INFORMATION PROVIDED:
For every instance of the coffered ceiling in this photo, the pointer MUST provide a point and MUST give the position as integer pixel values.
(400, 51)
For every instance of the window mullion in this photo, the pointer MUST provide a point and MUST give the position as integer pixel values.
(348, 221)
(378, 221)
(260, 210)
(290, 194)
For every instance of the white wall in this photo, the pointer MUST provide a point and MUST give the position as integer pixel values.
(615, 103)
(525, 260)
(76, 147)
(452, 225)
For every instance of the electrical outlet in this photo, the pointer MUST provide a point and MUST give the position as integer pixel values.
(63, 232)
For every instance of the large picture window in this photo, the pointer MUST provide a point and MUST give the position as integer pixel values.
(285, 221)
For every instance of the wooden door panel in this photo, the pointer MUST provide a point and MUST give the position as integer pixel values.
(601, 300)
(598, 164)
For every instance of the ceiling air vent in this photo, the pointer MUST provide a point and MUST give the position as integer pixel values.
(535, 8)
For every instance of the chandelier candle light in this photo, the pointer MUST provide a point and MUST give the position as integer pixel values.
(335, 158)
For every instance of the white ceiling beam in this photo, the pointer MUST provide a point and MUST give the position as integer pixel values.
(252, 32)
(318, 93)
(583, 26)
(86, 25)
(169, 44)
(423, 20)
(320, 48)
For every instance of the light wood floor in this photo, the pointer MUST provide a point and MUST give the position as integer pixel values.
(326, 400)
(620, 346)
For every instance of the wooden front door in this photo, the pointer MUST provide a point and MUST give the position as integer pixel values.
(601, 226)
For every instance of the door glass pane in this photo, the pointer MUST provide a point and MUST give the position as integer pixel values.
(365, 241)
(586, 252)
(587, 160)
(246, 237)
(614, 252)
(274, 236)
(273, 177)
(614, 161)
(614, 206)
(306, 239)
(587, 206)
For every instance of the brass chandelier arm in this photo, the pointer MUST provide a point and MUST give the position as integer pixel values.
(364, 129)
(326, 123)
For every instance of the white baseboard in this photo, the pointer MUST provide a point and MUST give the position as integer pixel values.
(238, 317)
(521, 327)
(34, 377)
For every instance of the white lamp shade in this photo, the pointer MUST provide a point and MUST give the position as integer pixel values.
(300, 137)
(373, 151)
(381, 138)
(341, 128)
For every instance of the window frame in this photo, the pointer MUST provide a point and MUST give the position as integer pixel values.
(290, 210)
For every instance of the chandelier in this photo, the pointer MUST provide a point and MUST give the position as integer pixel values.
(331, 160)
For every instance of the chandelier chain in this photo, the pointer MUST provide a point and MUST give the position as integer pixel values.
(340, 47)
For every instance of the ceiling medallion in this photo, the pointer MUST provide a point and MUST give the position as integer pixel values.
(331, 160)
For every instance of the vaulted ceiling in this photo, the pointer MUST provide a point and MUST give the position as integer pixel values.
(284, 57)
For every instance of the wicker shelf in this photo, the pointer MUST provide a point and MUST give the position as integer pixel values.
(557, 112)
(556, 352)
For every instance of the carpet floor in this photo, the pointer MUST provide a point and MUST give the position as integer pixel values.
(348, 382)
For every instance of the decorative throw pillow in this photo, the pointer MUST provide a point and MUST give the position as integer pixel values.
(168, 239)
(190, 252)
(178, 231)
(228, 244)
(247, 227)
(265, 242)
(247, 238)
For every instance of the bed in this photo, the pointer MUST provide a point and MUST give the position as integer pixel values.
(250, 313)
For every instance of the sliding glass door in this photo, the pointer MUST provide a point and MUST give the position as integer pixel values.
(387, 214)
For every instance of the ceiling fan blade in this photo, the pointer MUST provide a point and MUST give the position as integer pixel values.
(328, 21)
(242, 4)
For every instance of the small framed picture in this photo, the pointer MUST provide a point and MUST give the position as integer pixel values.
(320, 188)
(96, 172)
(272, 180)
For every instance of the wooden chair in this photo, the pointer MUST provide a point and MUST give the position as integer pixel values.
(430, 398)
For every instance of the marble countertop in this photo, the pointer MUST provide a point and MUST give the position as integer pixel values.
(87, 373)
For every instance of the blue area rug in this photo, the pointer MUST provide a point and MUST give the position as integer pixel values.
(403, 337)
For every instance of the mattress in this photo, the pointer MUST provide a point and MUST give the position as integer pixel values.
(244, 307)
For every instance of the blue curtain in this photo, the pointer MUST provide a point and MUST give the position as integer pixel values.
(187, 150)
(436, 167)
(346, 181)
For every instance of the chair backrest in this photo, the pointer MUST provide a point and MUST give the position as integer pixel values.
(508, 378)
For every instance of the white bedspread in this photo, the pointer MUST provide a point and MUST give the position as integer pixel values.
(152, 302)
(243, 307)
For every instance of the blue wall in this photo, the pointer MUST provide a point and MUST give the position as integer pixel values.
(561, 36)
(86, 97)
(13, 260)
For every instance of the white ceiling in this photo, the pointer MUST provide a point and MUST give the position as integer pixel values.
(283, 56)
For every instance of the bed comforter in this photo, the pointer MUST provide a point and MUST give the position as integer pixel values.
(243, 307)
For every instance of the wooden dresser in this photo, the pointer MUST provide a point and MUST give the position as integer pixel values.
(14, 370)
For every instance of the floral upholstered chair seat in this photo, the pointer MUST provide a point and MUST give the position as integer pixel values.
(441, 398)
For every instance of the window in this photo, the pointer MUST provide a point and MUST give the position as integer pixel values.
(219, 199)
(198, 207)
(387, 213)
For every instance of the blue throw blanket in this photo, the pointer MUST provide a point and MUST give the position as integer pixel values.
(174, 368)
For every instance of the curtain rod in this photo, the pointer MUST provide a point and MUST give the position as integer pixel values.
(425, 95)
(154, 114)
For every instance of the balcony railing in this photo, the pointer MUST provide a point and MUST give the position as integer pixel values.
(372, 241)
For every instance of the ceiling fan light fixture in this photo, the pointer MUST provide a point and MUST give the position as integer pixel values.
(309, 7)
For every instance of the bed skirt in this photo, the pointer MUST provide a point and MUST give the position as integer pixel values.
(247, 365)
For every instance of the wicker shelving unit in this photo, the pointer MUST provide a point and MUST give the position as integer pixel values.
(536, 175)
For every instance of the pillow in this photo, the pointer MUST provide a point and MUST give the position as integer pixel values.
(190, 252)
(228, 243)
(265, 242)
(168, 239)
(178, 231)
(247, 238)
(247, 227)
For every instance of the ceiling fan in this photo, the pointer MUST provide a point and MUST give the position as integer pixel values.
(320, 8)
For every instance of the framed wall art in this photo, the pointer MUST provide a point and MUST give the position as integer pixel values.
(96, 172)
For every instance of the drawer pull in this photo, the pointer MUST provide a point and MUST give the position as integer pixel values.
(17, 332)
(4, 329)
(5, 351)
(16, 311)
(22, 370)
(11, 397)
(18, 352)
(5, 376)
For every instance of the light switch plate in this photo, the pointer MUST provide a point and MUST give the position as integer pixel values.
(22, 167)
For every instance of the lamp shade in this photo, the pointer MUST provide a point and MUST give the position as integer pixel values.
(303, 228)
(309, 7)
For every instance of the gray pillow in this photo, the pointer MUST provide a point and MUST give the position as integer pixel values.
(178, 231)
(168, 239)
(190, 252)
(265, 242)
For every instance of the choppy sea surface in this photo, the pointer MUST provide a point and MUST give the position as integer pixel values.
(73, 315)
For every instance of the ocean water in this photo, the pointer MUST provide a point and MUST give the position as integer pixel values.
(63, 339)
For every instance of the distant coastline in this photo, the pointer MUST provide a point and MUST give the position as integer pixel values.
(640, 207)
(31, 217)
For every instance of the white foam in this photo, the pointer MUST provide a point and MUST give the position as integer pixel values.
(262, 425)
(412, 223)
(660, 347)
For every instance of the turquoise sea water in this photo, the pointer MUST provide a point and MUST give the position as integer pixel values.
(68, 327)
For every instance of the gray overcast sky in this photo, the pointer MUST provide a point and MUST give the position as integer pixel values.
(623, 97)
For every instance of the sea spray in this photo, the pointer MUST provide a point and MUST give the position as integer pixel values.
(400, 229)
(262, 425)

==

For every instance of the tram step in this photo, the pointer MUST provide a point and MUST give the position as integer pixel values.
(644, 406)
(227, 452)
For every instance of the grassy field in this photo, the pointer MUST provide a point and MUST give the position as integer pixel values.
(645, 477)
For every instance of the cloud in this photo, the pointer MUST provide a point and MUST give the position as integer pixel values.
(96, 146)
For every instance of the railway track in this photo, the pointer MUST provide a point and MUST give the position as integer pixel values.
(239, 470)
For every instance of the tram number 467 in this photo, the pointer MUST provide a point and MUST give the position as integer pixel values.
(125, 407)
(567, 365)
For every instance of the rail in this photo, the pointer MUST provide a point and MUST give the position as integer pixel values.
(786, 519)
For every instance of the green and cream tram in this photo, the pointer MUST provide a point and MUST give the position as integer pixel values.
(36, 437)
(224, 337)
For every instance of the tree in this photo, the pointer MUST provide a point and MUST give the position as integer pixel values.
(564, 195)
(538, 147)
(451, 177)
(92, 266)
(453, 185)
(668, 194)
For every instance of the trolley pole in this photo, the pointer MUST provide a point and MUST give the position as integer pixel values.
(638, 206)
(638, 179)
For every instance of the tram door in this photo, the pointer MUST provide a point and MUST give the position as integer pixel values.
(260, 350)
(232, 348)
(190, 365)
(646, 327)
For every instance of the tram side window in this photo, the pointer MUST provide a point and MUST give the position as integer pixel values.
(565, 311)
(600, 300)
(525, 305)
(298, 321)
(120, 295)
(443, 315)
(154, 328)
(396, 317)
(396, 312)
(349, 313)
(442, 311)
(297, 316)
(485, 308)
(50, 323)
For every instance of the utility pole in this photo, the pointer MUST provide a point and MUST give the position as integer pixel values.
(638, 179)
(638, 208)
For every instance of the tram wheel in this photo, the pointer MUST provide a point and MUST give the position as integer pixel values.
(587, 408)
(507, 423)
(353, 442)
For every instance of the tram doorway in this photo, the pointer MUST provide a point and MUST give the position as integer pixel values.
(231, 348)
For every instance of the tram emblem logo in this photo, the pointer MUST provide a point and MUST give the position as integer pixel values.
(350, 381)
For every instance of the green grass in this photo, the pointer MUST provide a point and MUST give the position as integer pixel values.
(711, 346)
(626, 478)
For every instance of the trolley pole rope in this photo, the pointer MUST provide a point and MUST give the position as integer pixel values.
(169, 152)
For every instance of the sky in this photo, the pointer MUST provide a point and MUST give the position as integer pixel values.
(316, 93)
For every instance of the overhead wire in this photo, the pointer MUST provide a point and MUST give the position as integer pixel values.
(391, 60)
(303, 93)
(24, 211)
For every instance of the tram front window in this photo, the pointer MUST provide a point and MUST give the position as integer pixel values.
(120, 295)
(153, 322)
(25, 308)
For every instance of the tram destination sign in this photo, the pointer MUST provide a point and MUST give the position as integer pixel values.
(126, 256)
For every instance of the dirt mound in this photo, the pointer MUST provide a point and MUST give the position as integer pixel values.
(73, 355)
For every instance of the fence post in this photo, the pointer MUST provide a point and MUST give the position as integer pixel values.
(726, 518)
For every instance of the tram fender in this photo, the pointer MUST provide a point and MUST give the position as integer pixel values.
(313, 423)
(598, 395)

DESCRIPTION OF THE TASK: List every row above that contains the word "floor", copying each such row in full.

EXERCISE RESPONSE:
For every instance of the light wood floor in this photo, the pointer MUST provide a point and MUST give the position as integer pixel values.
For every instance of the carpet floor in this photo, the pointer MUST provide a point and MUST give the position as integer pixel values.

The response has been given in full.